**Activity**
Find the line with "Target: front alloy wheel" in the entries below. Repeat it, every following line, and the line with "Target: gravel ground", exactly and with nothing added.

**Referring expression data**
------------------------
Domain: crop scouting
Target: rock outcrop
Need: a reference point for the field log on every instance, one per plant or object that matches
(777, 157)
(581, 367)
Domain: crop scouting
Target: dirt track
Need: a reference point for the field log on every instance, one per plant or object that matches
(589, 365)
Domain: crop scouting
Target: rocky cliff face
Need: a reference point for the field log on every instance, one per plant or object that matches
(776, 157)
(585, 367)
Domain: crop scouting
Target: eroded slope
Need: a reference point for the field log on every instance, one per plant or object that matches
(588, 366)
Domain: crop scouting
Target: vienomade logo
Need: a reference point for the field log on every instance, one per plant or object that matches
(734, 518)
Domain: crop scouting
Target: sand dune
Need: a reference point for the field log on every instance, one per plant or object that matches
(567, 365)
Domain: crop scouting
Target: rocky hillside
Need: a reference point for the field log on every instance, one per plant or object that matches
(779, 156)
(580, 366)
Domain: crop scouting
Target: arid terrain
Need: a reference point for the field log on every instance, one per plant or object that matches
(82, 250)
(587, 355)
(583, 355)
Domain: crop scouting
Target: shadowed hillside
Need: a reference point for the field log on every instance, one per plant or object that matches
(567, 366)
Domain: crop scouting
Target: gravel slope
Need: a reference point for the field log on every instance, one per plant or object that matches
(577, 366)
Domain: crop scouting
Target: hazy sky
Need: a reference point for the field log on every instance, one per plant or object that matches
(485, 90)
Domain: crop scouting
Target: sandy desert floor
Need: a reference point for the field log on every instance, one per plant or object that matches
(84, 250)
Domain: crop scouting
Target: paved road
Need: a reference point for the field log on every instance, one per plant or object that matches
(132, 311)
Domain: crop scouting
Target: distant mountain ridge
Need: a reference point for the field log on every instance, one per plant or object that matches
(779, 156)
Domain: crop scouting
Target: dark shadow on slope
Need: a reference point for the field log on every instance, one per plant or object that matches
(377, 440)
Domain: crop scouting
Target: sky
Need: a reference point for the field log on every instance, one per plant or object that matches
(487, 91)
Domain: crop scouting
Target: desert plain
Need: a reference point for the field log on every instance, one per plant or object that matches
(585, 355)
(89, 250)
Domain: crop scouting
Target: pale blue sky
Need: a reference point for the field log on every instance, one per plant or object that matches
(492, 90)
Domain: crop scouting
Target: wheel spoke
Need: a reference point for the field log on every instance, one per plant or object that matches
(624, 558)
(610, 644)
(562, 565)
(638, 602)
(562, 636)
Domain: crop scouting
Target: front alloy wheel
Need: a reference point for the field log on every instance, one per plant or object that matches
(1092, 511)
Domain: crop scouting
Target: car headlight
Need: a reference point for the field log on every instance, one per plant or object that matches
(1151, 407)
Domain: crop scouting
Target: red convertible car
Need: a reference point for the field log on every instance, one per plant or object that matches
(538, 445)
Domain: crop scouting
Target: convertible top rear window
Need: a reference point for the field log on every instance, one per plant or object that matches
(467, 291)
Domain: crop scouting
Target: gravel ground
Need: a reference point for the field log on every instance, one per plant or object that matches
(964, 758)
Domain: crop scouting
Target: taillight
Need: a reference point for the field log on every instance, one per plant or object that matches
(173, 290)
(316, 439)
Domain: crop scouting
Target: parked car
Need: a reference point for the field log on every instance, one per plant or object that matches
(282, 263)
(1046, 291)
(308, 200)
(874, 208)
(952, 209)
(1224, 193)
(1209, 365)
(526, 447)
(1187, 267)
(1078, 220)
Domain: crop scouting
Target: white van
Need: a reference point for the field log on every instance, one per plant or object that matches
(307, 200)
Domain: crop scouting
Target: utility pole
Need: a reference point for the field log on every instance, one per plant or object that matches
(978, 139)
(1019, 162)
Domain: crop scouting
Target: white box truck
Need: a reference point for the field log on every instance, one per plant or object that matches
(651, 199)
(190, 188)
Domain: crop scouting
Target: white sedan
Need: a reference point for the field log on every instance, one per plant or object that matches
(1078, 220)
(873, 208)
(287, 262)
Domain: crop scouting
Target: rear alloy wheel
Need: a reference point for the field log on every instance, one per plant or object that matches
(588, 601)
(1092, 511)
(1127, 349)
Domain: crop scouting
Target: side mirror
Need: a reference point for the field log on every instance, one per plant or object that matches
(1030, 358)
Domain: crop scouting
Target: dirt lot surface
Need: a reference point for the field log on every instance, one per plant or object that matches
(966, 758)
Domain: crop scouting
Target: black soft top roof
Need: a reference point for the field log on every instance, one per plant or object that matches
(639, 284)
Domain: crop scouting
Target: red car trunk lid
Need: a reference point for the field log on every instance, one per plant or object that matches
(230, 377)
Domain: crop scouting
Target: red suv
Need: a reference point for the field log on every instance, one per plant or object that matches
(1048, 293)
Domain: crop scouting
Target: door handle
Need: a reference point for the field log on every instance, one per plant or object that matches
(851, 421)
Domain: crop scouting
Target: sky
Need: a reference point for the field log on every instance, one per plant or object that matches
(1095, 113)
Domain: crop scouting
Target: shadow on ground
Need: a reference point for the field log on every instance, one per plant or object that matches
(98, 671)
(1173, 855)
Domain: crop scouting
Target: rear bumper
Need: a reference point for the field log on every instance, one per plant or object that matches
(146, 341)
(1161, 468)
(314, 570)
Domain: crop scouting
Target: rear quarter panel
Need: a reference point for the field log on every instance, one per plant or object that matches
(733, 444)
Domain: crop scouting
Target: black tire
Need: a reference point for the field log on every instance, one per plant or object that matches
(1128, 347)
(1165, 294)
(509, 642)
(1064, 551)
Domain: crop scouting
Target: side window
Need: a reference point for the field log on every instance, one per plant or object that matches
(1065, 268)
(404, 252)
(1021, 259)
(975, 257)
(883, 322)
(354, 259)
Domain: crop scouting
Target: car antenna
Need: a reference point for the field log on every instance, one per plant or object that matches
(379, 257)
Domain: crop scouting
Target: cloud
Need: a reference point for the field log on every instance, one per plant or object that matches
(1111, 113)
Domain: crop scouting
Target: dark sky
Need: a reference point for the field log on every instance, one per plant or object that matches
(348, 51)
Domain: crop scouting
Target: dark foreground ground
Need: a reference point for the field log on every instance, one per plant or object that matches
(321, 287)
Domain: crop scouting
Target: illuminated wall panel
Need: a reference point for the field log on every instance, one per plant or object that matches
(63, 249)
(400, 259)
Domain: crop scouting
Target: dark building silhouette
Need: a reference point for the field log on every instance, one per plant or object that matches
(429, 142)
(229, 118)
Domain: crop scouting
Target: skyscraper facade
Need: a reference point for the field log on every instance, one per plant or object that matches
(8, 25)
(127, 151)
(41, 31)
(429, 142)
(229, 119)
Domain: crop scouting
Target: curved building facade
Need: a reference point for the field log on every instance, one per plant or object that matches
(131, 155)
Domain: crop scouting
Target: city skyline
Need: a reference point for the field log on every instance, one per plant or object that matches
------------------------
**Exercise result**
Target: front alloy wheel
Need: a reference point for the field log on every instance, one per plant or object that matches
(1092, 511)
Domain: crop scouting
Target: car headlight
Need: a reference point for the field log on every instance, one per plant or object that matches
(1151, 407)
Domain: crop scouting
Target: red convertible car
Need: a reference point for the field log on every instance, one per plant or object that matches
(538, 445)
Domain: crop scouting
Target: convertible top rear window
Need: a reference point for the field log on every instance, one per plant or object that matches
(467, 291)
Domain: crop scouting
Target: gravel ground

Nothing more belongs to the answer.